任务 A: 列出B树插入教程的算法部分中带括号调用的所有不同函数名,每个名称只写一次。

原始文档:
文章目录
在本教程中,您将学习如何将key插入B树。此外,您还可以找到C语言的示例。
在B树上插入元素包含两个事件:搜索适当的节点以插入元素,在需要的时候拆分节点。插入操作总是以自下而上的方式进行。
让我们了解下面这些事件。
1. 插入操作
- 如果树为空,则分配根节点并插入键。
- 更新节点中允许的键数。
- 搜索适当的节点以进行插入。
- 如果节点已满,请执行以下步骤。
- 按递增顺序插入元素。
- 现在,有一些元素超出了其限制。因此,在中位数处进行拆分。
- 向上提升中间键,将左键设为左子级,将右键设为右子级。
- 如果节点未满,请执行以下步骤。
- 按递增顺序插入节点。
2. 插入过程图示
让我们通过下面的插图来了解插入操作。
要插入的元素有8、9、10、11、15、16、17、18、20、23。
3. 插入元素的算法
BreeInsertion(T, k)
r root[T]
if n[r] = 2t - 1
s = AllocateNode()
root[T] = s
leaf[s] = FALSE
n[s] <- 0
c1[s] <- r
BtreeSplitChild(s, 1, r)
BtreeInsertNonFull(s, k)
else BtreeInsertNonFull(r, k)
BtreeInsertNonFull(x, k)
i = n[x]
if leaf[x]
while i ≥ 1 and k < keyi[x]
keyi+1 [x] = keyi[x]
i = i - 1
keyi+1[x] = k
n[x] = n[x] + 1
else while i ≥ 1 and k < keyi[x]
i = i - 1
i = i + 1
if n[ci[x]] == 2t - 1
BtreeSplitChild(x, i, ci[x])
if k &rt; keyi[x]
i = i + 1
BtreeInsertNonFull(ci[x], k)
BtreeSplitChild(x, i)
BtreeSplitChild(x, i, y)
z = AllocateNode()

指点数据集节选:
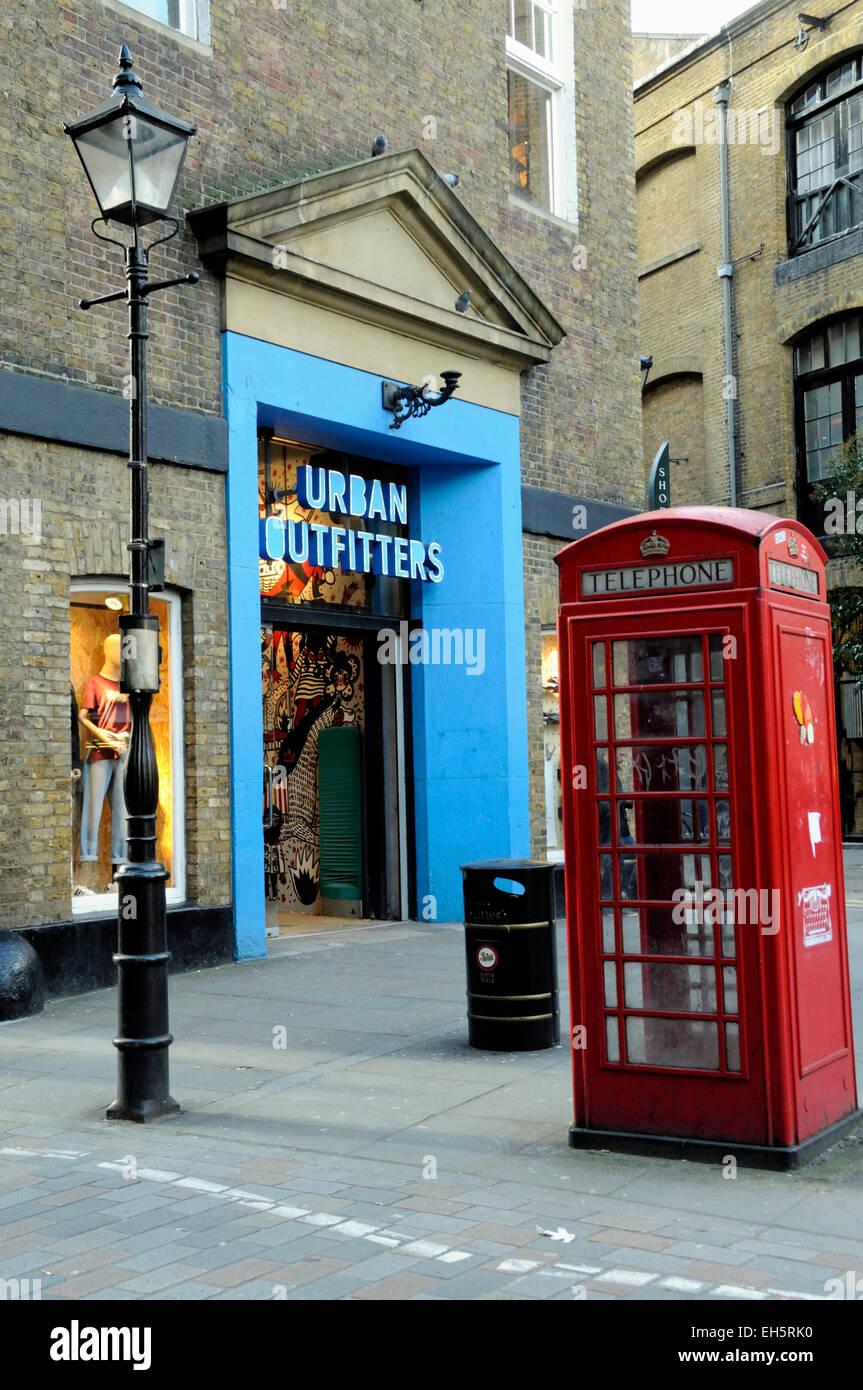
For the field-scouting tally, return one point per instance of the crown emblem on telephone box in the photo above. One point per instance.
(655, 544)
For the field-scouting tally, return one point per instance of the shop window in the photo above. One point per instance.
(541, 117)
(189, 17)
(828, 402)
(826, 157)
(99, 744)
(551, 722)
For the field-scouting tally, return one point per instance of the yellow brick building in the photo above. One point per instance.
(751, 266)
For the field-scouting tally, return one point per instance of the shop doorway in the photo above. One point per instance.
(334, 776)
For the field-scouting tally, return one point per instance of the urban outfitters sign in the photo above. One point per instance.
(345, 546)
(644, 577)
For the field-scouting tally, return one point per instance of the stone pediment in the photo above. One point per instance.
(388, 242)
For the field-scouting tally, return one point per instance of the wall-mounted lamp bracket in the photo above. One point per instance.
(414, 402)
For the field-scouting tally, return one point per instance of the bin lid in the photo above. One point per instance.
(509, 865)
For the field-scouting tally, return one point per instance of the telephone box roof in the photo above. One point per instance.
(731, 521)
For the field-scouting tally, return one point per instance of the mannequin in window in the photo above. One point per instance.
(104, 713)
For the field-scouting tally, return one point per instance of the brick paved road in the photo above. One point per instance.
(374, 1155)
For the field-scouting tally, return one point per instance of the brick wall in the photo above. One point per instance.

任务 B: 返回列表里含有字符串“brick”的每一行。

正确答案 A:
BreeInsertion
AllocateNode
BtreeSplitChild
BtreeInsertNonFull

正确答案 B:
For the field-scouting tally, return one point per instance of the yellow brick building in the photo above. One point per instance.
For the field-scouting tally, return one point per instance of the brick paved road in the photo above. One point per instance.
For the field-scouting tally, return one point per instance of the brick wall in the photo above. One point per instance.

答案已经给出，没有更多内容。